Continue the article on the nuclear industry and its federal tax credits, picking up right after its final sentence.

Given passage START

TVA's Jeff Lyash. Photo: F. Carter Smith/Bloomberg via Getty Images

The nuclear sector is betting bipartisanship will save its federal benefits from GOP desires to cut Biden's climate spending.

Why it matters: Support from both parties for U.S. nuclear projects is booming, making it a rare area on which House Republicans might hold their fire in cutting funding for decarbonization efforts.

Driving the news: Industry reps spoke about threats to the tax credit for existing reactors at the Nuclear Energy Institute's annual assembly in D.C., between keynote speeches.

  • Tennessee Valley Authority CEO Jeff Lyash said in an interview that the Southern power co-op is working "transparently" and "very closely" with the 14 senators and 30 House members who get its service, which includes lots of Republicans.
  • TVA "[tries] to stay out of policy issues," Lyash said. But he said the utility has conveyed to those lawmakers how the IRA will boost its myriad nuclear investments — and hydro.
  • "We can't pass that first-of-a-kind cost on to our customers because it's really for the nation, so we'll need some financial support from the federal government," he said. "Of course, the IRA does that."
  • DOE deputy secretary David Turk also said Monday that the prospect of cutting the IRA credit in debt talks makes him "really nervous."

One positive sign for the tax credit's backers: Industry doesn’t think debt talks are focused on IRA programs.

  • "The debate going on in the House is much more tied to budgets and what is an appropriate level of spending," said Benton Arnett, NEI's director of markets and policy.

Given passage END
Data for review START

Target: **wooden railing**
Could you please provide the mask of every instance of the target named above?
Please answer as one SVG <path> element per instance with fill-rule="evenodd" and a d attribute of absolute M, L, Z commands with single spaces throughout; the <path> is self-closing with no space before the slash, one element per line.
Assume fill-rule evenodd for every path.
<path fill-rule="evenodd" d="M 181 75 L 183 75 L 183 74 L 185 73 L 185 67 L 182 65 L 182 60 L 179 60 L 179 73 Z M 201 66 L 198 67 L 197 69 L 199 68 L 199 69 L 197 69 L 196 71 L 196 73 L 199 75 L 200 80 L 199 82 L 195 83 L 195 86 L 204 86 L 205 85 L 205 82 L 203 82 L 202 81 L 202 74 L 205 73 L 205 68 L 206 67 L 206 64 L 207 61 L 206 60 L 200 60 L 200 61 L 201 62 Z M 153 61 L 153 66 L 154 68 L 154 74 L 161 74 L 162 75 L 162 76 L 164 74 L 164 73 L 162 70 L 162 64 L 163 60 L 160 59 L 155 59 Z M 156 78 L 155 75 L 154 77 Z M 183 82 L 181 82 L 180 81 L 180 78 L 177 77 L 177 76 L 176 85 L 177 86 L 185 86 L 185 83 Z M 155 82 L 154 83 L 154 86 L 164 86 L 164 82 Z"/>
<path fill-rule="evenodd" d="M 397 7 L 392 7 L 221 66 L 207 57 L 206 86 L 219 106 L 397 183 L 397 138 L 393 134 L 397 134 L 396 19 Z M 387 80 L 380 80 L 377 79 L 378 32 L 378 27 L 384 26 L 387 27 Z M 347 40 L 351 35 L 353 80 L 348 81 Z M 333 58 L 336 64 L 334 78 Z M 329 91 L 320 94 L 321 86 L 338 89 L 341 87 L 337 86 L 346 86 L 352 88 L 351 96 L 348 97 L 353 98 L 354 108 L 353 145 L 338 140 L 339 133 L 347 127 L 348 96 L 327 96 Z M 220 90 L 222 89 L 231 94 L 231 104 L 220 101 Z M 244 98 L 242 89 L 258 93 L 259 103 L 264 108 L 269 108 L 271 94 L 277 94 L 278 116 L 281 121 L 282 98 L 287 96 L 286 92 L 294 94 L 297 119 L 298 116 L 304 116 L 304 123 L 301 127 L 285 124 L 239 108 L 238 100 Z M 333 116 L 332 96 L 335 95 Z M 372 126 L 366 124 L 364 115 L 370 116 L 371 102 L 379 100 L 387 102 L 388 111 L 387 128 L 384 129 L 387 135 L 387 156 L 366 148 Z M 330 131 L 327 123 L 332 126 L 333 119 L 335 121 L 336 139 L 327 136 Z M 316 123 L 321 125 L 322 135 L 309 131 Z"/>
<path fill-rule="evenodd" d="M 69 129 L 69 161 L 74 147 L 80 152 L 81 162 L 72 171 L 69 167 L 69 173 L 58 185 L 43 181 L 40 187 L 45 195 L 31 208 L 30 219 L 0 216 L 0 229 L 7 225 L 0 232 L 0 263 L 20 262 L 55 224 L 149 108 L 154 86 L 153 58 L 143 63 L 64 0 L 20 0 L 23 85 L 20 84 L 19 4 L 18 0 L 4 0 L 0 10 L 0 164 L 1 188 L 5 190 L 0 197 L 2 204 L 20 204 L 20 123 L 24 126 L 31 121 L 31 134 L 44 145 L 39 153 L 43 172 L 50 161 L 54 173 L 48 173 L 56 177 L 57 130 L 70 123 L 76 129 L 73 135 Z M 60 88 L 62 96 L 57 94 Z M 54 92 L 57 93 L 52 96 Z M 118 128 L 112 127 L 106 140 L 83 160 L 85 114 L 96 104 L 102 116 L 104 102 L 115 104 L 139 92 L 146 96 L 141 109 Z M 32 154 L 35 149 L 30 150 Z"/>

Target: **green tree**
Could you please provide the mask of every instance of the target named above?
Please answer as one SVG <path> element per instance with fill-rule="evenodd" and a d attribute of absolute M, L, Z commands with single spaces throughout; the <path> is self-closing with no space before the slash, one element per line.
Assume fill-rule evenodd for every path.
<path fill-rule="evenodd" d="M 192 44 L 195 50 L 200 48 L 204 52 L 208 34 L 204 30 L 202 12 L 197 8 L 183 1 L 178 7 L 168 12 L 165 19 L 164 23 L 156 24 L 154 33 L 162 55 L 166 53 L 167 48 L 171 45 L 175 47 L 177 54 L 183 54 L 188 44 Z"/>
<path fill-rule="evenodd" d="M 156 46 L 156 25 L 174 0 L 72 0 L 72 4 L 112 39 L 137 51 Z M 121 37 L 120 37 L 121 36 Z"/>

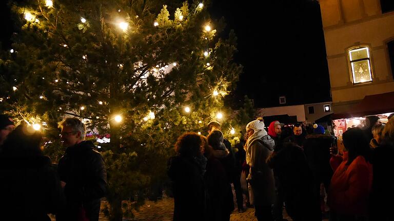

Data for review END

Expected answer
  • Arnett said his group is telling both parties that the IRA "was really the first time that nuclear reached parity" with other energy generation technologies like solar and wind.

On Tuesday, Energy and Commerce Chair Cathy McMorris Rodgers used her morning keynote to highlight bipartisan support on the Hill for Nuclear Regulatory Commission licensing reform in the context of a potential permits deal.

  • And here's what she told Axios when asked about the IRA nuclear credit repeal: "We're going to work on all pieces that are necessary to build a strong nuclear sector. ... One of the takeaways here was the importance of a public-private partnership."

What’s next: Rodgers is focused on moving her Prohibiting Russian Uranium Imports Act, which got a markup in an E&C subcommittee Tuesday morning.

  • "I'm hopeful that we’ll have strong support coming out of committee, and then that will that will determine some next steps," she said on the sidelines of the event Tuesday.
  • NEI recently told Axios that is is now essentially agnostic on banning Russian uranium.
  • Rodgers acknowledged chatter about the ban from industry groups: “I'm hearing about the importance of some waivers and the phase-in,” she said. “But I also know that it is important that we send a strong signal with the date certain so that we have that commitment to long-term American nuclear leadership.”